• [WHAT TO DO]:
Render the lines starting at the beginning and ending at the line containing "x=385, y=86" as a two-column CSV headed text and answer. Give one row for each thing asked, with its wording and its answer each in a single quoted field, line breaks turned into spaces, and the pictures left out.

• [INFORMATION SHOWN]:
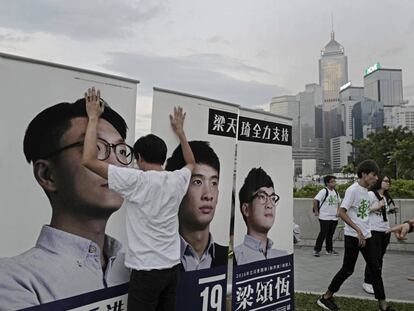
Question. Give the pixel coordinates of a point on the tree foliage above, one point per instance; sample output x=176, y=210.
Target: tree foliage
x=392, y=149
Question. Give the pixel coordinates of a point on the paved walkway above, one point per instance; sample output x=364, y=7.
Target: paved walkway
x=314, y=274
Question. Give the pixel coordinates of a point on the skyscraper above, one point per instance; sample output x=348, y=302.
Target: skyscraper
x=333, y=73
x=385, y=86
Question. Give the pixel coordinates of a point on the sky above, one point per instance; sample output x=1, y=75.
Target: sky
x=239, y=51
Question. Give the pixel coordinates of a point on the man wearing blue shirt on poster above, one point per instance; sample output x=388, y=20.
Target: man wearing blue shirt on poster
x=258, y=202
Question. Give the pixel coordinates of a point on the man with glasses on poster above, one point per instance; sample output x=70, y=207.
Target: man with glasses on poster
x=151, y=198
x=72, y=255
x=258, y=202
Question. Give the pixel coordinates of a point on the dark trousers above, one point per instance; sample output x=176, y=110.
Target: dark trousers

• [TASK RESPONSE]:
text,answer
"Question. Give the pixel coordinates of a point on the tree foliage above, one point per instance; sample output x=176, y=210. Target: tree foliage","x=392, y=149"
"Question. Give the pixel coordinates of a point on the paved walkway above, one point per instance; sample output x=364, y=7. Target: paved walkway","x=314, y=274"
"Question. Give the pixel coordinates of a point on the skyscraper above, one point per instance; sample output x=348, y=302. Target: skyscraper","x=333, y=73 x=385, y=86"